▶ **Exercise directions**
Answer these questions using the passage on design students and industry collaboration below:
(a) What does the passage say can be a waste of energy and attention in college?
(b) Instead of seeing each other as vendors or customers, how should the two sides see each other?
(c) What does the passage name as the beginning of the change?

▶ **Source extract**
What Students Should Do

Of course, students themselves need to see the value of meaningful industry collaboration. Many students, especially in India, are so dead set on getting a lucrative job after graduation that they tend to miss the most of what college is teaching them. Students seem to want to learn the skills to land that first job, exclusive of almost anything else. Their mindset also needs to look beyond the ‘job’ as the only way to fulfil career aspirations. A job is all well and good, but there are so many other career experiences one can follow to achieve professional growth. Design students should be made to see the career value in research, writing, business, entrepreneurship, and other aspects of life that are tangential but related to their chosen design discipline. Getting hung up on learning X or Y software suite can be a waste of energy and attention in college. The deeper learning is about independence, decision-making, communication, articulation, reflection, observation, time management, task management, and myriad other parameters that are what the design industry is actually looking for, beyond simply X or Y software proficiency. Design education (like the profession) is more than just an aggregate of skills, and if industry needs to accept this, then likewise so do students and faculty.


This article may come across as being overly defensive, but I’ve also tried to offer solutions to the problem of industry-academic mismatch. Both sides of this problem need to see each other less as vendors or customers and more as partners and collaborators. Indeed, this is what many academicians and professionals say they want to do, but there are things they can initiate that can make this easier. Mindset change is the beginning of it, followed by real (not superficial) integration and cooperation. Either side can’t just add collaborate to business-as-usual; the fundamental model must significantly change.

▶ **Source data**
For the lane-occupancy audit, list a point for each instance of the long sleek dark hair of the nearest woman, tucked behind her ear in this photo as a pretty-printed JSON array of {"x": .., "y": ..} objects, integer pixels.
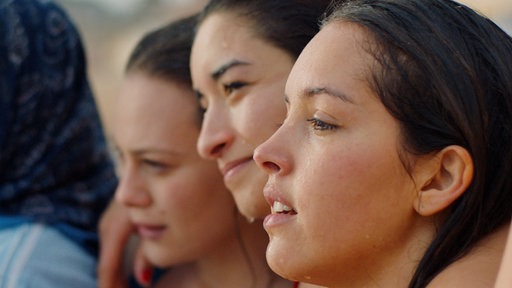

▶ **Solution**
(a) Getting hung up on learning X or Y software suite.
(b) As partners and collaborators.
(c) Mindset change, followed by real (not superficial) integration and cooperation.